■ DATASET EXCERPTS:
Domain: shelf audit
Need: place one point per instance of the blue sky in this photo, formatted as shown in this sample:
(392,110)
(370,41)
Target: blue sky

■ EXERCISE AIM: Copy the records above line for line, changing nothing.

■ WORKED ANSWER:
Domain: shelf audit
Need: place one point per instance of the blue sky in this photo, formatted as shown in this sample:
(392,110)
(370,41)
Target: blue sky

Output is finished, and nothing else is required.